How to complete this task>
From the line below containing "Exercise. Point to every instance of the black trousers" to the final line, print each line exactly as written. No pictures belong in the copy.
══════════════════════════════
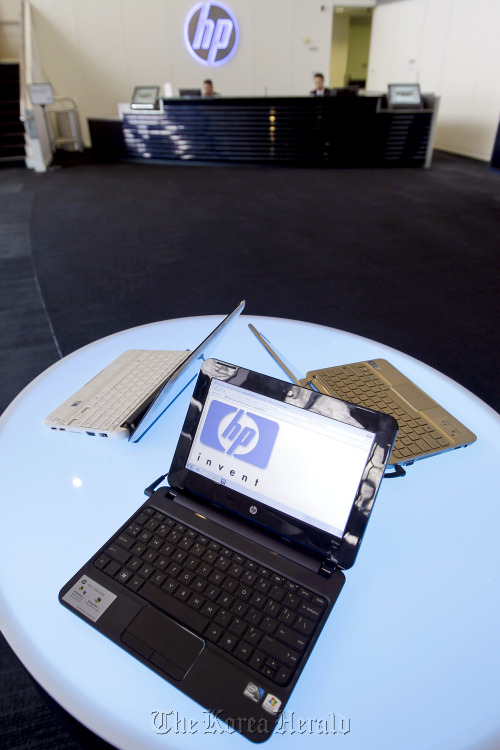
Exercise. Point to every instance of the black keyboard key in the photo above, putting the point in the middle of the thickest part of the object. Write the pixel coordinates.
(175, 608)
(244, 592)
(269, 624)
(222, 563)
(155, 543)
(257, 660)
(158, 579)
(112, 568)
(228, 642)
(135, 583)
(150, 555)
(102, 561)
(303, 625)
(170, 585)
(243, 651)
(258, 600)
(230, 584)
(182, 593)
(212, 592)
(310, 610)
(198, 549)
(214, 632)
(287, 616)
(146, 571)
(268, 671)
(239, 608)
(283, 676)
(296, 640)
(199, 585)
(263, 585)
(248, 577)
(277, 593)
(135, 564)
(126, 540)
(196, 601)
(318, 601)
(209, 609)
(253, 616)
(272, 608)
(225, 599)
(174, 569)
(238, 626)
(223, 617)
(292, 601)
(235, 570)
(115, 552)
(253, 635)
(123, 575)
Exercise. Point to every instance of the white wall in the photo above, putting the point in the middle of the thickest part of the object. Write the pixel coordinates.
(97, 50)
(451, 48)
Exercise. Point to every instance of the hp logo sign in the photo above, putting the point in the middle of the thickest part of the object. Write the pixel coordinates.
(239, 434)
(211, 33)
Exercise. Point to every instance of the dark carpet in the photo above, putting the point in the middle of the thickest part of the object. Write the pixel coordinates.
(406, 257)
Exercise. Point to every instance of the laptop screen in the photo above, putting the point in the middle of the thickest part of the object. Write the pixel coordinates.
(298, 464)
(280, 455)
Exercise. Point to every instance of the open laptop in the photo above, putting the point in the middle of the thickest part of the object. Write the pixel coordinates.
(222, 581)
(126, 398)
(425, 428)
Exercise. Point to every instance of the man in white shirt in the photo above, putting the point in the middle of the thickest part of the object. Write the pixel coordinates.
(319, 86)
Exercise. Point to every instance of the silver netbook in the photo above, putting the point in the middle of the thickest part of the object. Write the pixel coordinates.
(425, 427)
(128, 397)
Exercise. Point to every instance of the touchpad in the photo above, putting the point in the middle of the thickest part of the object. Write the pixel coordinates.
(162, 641)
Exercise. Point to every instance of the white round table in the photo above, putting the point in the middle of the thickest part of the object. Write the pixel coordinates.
(409, 657)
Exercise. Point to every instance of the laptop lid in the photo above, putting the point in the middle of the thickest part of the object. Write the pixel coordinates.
(300, 465)
(181, 378)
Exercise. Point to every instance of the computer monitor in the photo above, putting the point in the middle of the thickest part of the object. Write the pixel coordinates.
(145, 97)
(404, 96)
(189, 92)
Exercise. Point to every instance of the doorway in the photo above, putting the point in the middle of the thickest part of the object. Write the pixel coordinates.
(351, 33)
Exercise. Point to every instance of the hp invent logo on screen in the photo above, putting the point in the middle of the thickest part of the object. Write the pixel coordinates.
(211, 33)
(239, 433)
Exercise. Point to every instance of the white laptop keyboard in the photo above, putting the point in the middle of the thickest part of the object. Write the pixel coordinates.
(110, 398)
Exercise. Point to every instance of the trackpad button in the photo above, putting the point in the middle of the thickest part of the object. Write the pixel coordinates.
(164, 642)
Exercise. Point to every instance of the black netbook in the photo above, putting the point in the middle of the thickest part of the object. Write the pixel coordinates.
(222, 581)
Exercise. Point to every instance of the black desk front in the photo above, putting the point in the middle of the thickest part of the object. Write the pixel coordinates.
(339, 131)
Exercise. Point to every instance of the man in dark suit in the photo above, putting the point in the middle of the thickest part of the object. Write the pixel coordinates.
(319, 86)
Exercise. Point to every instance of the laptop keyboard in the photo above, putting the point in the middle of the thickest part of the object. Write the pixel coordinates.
(249, 611)
(118, 398)
(416, 436)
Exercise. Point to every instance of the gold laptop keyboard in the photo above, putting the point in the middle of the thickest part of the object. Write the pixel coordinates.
(416, 436)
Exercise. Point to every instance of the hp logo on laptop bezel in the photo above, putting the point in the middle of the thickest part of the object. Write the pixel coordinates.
(209, 30)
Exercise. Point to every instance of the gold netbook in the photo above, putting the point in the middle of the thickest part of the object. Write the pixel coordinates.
(425, 428)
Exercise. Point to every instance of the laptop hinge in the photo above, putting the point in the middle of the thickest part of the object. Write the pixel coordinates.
(326, 568)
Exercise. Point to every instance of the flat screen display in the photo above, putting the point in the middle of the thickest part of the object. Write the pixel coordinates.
(292, 460)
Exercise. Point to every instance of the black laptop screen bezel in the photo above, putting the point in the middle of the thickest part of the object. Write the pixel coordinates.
(339, 551)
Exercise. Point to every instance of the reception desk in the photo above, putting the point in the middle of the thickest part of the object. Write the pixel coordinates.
(337, 131)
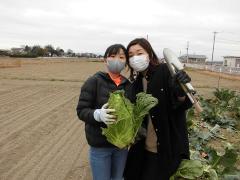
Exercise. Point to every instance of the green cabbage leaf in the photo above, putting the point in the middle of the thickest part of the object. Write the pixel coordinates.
(129, 117)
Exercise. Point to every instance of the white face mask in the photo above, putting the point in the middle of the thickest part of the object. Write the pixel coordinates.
(139, 63)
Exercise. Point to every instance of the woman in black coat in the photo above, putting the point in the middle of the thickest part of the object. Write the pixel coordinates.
(164, 137)
(106, 160)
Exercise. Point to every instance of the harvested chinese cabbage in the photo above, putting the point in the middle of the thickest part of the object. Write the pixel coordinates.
(129, 117)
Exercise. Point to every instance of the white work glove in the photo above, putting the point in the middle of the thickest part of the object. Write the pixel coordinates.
(104, 115)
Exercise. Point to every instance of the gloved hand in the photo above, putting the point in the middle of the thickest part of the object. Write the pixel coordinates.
(180, 77)
(104, 115)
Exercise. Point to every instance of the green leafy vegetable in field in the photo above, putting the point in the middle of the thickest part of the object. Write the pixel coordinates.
(189, 169)
(129, 117)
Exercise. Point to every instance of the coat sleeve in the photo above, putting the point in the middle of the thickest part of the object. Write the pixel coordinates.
(86, 103)
(176, 104)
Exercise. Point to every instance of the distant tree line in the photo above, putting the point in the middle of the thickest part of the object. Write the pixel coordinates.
(46, 51)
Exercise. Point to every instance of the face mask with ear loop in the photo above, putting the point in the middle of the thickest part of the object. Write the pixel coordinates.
(115, 66)
(139, 63)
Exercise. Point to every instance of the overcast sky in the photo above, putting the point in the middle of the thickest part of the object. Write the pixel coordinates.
(93, 25)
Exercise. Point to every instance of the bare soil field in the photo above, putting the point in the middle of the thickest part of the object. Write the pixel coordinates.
(40, 134)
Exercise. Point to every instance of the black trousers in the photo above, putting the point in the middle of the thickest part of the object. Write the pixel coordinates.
(151, 168)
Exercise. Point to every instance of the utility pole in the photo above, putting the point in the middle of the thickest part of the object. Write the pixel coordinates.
(214, 37)
(187, 50)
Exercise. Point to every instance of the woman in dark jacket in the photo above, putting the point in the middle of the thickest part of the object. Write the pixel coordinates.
(164, 143)
(107, 161)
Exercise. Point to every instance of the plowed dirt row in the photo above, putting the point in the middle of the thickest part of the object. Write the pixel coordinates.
(40, 134)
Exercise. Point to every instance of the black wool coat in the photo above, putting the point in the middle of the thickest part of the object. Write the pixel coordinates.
(94, 94)
(169, 122)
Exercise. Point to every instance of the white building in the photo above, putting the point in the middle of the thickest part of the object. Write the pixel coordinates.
(193, 58)
(232, 61)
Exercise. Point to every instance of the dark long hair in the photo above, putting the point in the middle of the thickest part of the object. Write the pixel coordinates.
(148, 48)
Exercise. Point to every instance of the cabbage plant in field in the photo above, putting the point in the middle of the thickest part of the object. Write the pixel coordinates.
(129, 117)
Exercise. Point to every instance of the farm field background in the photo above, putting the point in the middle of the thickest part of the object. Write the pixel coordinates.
(40, 134)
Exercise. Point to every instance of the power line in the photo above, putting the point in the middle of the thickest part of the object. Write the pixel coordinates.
(187, 50)
(214, 37)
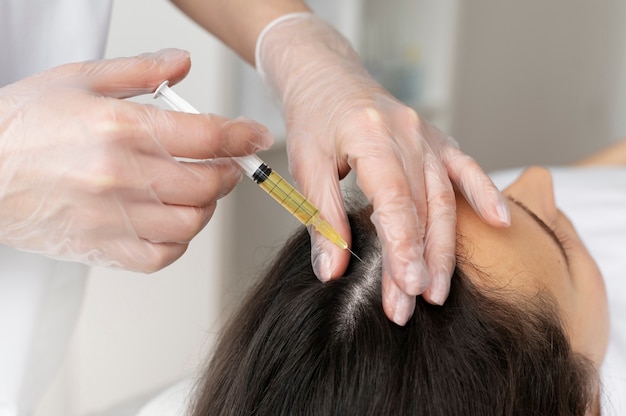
══════════════════════════════
Answer box>
Exercise. Point to every instance of the black trousers in the photo above, putting the point in the middle of the thickest part of the object. Write the pixel coordinates.
(151, 168)
Exercise. Point to every instance of the utility pole in the photo above, putting the point in the middle of the thickest part of the object. Write the pixel coordinates.
(214, 37)
(187, 50)
Exercise. Point to every instance of the woman in dark jacket in the photo above, putting the point in the middle of the thickest part of the object. Write the pixel coordinates.
(164, 143)
(107, 161)
Exercise. Point to every instance of the plowed dirt row in the photo above, putting the point in the middle of the thickest part of the object. Write the pixel coordinates.
(40, 134)
Exercise. Point to every instance of the black wool coat in the photo above, putting the point in the middle of the thickest part of the object. Write the pixel coordinates.
(94, 94)
(169, 122)
Exercise. Point to every instance of the white building in the photo above, putting the point in the middle of the thickest part of the object. Write the pixel coordinates.
(193, 58)
(232, 61)
Exercise. Point to every instance of the dark long hair in the photo above, putting the point in the middle of the thickest part of the object. Write the pixel coordinates.
(148, 48)
Exercise. Point to every instance of the cabbage plant in field in the photo above, putting the point in the middle of the thickest part of the object. Write the pixel coordinates.
(129, 117)
Exercise. Point to every instance of the farm field background in the photo above, putting the point in the middle of the thickest part of the object. Write the pixel coordinates.
(40, 134)
Exercise. Point to every instance of the power line in the photo above, putting the point in the middle of the thickest part of the object. Write the pixel coordinates.
(187, 50)
(214, 37)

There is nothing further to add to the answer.